WRITTEN INSTRUCTION — Please recast the material below as a numbered list, one line per item, leaving out blank lines and the pictures.

──────── TASK INPUTS ────────

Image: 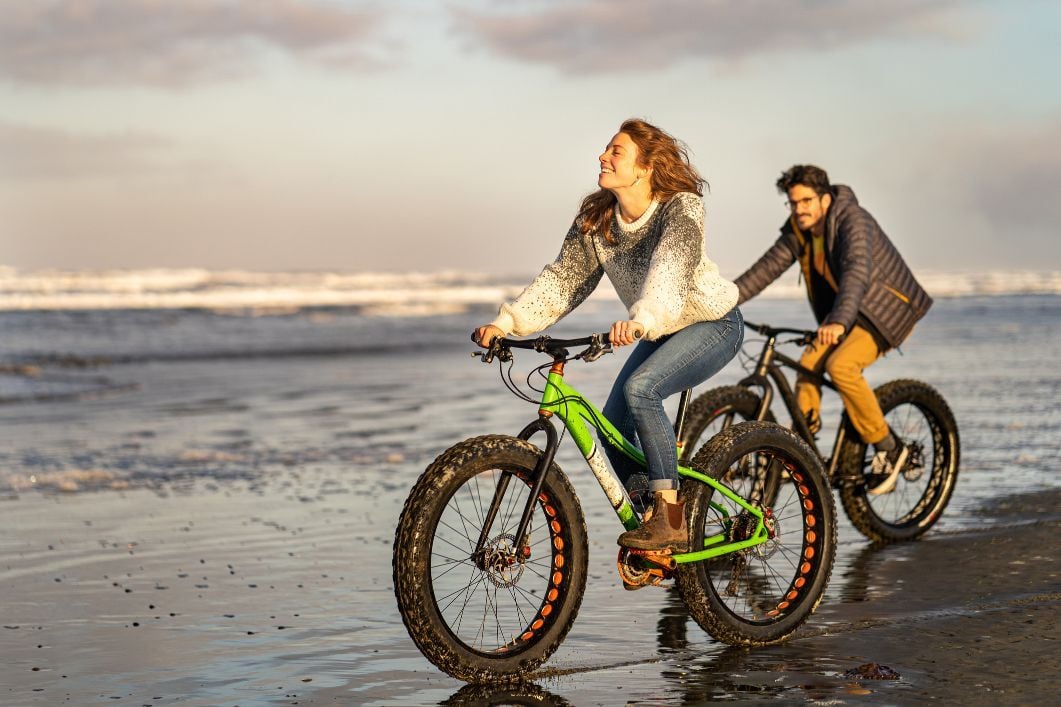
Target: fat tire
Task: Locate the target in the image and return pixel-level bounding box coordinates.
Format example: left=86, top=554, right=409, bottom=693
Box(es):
left=393, top=435, right=588, bottom=683
left=681, top=385, right=779, bottom=505
left=677, top=421, right=836, bottom=645
left=679, top=385, right=776, bottom=464
left=839, top=379, right=961, bottom=545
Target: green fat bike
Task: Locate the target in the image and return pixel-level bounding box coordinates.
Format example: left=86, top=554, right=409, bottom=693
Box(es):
left=394, top=333, right=836, bottom=683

────────

OUTPUT OF THE TASK —
1. Image: 
2. Target: fat tire
3. Task: Locate the target in the image and return pixel-level bounding box coordinates.
4. Format example: left=86, top=554, right=409, bottom=693
5. Box(es):
6. left=393, top=435, right=588, bottom=683
7. left=681, top=385, right=779, bottom=505
8. left=677, top=421, right=836, bottom=645
9. left=679, top=385, right=776, bottom=464
10. left=839, top=379, right=961, bottom=545
11. Target: green fat bike
12. Task: Locate the target in the image and return pixel-level bounding box coordinates.
13. Format example: left=86, top=554, right=409, bottom=693
14. Box(es):
15. left=394, top=333, right=836, bottom=683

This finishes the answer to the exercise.